DO THIS =>
Pick out each line in the listing below that contains the word "cabinet" and copy it.

— Begin MATERIALS PROVIDED —

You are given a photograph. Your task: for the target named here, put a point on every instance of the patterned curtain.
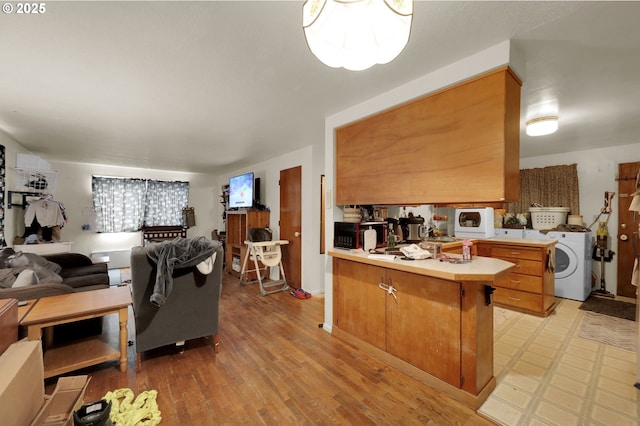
(555, 186)
(125, 204)
(164, 202)
(119, 203)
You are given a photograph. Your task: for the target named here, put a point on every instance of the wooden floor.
(275, 366)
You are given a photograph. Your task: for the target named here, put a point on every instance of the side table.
(66, 308)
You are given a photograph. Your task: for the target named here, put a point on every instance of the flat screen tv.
(241, 191)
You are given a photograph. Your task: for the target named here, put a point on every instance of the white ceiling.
(213, 86)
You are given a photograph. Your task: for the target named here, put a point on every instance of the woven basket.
(548, 217)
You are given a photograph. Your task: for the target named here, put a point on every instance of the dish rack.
(548, 217)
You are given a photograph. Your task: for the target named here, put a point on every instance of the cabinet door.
(358, 302)
(424, 324)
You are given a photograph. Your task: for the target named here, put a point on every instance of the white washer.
(573, 262)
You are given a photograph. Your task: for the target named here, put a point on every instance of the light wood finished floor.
(275, 366)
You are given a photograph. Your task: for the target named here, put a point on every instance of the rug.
(611, 307)
(609, 330)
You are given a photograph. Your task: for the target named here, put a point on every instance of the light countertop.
(479, 269)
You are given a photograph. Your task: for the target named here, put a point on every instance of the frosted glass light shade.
(542, 126)
(356, 34)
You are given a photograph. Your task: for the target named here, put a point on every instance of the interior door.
(291, 223)
(627, 228)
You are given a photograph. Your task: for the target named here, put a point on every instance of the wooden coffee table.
(66, 308)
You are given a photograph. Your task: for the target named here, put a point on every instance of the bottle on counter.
(466, 250)
(391, 236)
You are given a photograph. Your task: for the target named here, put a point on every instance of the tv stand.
(238, 223)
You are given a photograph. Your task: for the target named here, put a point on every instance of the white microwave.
(474, 223)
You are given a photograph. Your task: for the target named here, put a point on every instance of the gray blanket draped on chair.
(177, 253)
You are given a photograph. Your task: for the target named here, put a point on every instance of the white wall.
(12, 148)
(311, 159)
(74, 191)
(597, 171)
(481, 62)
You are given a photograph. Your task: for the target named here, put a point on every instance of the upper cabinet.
(458, 145)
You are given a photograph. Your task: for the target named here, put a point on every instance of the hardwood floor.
(275, 366)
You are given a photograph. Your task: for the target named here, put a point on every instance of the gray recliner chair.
(191, 309)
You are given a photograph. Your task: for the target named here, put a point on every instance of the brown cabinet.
(458, 145)
(8, 323)
(438, 326)
(238, 223)
(531, 287)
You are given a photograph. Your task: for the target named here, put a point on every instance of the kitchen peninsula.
(430, 319)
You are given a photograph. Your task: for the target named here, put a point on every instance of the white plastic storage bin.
(32, 180)
(548, 217)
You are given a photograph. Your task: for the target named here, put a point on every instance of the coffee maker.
(411, 228)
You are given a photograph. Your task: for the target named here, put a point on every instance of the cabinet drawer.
(528, 267)
(519, 299)
(521, 282)
(514, 252)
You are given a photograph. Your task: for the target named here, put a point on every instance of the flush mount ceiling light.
(356, 34)
(541, 126)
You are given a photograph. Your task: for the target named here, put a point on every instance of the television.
(241, 191)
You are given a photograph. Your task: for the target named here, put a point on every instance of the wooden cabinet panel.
(530, 287)
(460, 144)
(424, 324)
(521, 282)
(359, 303)
(526, 267)
(521, 300)
(8, 323)
(516, 252)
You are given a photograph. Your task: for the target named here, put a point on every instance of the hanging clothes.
(47, 212)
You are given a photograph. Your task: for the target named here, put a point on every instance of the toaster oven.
(350, 235)
(474, 223)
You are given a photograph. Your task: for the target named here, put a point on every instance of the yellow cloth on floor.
(125, 411)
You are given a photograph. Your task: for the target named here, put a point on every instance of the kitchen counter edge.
(479, 269)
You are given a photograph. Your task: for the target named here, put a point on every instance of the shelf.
(77, 354)
(24, 195)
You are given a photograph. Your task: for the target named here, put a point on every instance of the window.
(127, 204)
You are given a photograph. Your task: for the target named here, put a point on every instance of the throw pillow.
(7, 277)
(25, 278)
(206, 266)
(4, 254)
(37, 263)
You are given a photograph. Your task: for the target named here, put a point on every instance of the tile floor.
(547, 375)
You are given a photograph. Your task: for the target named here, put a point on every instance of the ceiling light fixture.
(541, 126)
(356, 34)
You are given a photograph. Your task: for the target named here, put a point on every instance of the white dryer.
(573, 262)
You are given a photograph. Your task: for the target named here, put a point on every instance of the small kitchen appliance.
(351, 235)
(474, 223)
(412, 228)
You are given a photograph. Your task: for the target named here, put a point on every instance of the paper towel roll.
(370, 237)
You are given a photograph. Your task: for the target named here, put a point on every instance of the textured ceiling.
(212, 86)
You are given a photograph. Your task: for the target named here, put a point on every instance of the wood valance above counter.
(460, 144)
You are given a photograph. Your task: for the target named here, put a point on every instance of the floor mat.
(609, 330)
(611, 307)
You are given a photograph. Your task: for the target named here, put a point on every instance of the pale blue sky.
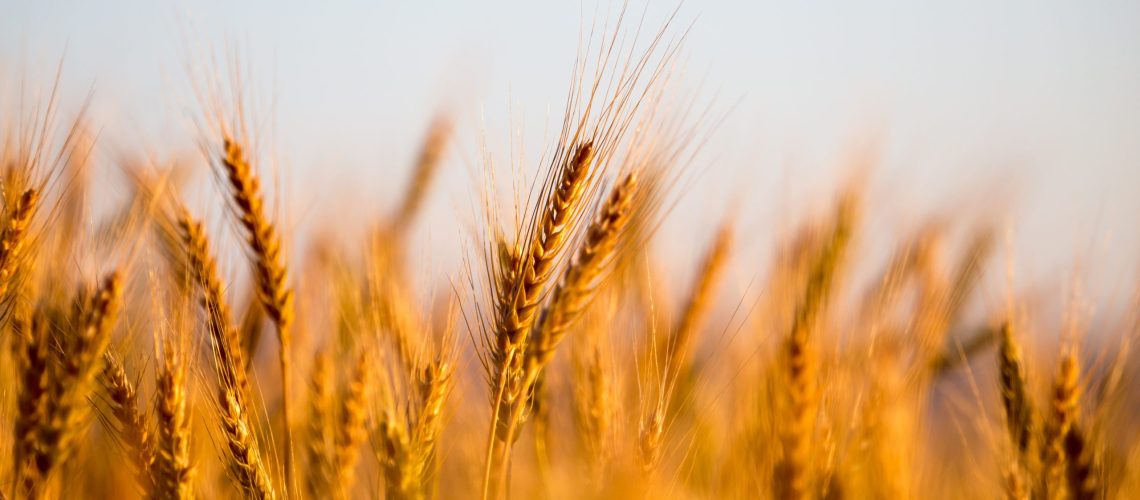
(1042, 97)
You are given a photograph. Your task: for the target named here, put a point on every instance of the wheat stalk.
(269, 269)
(173, 470)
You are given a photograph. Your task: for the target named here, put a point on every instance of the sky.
(1026, 111)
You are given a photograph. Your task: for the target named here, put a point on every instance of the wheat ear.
(269, 269)
(172, 472)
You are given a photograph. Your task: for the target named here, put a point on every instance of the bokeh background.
(1026, 112)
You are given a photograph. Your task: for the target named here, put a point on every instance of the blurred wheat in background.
(167, 337)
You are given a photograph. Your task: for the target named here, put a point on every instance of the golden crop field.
(168, 332)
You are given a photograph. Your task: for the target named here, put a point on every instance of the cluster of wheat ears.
(554, 363)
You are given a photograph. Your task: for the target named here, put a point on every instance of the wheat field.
(167, 333)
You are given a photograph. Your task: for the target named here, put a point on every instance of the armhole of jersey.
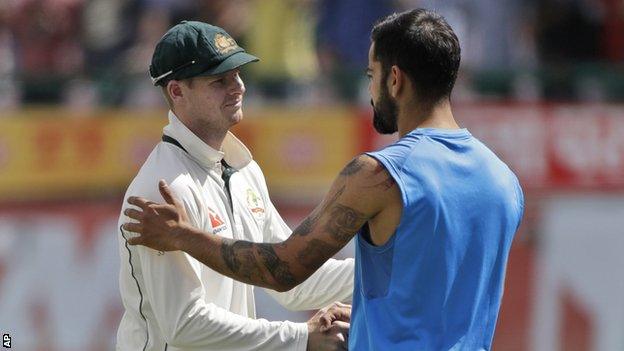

— End MATERIALS PROVIDED —

EXPECTED OUTPUT =>
You are given a photograph. Your task: for the target named here, put a point on every instance of the cabinet door.
You are given a photograph. Your task: for the target named here, put a point on every instance of the upper cabinet.
You are given a photograph. Your task: for the target named here, put a point on every instance of the brown cabinet.
You are given a photograph. Your task: for the target named here, put a point on every instance of the cabinet drawer.
You are given a photograph. Your task: for the target named here, put a point on every instance of the wooden cabinet panel.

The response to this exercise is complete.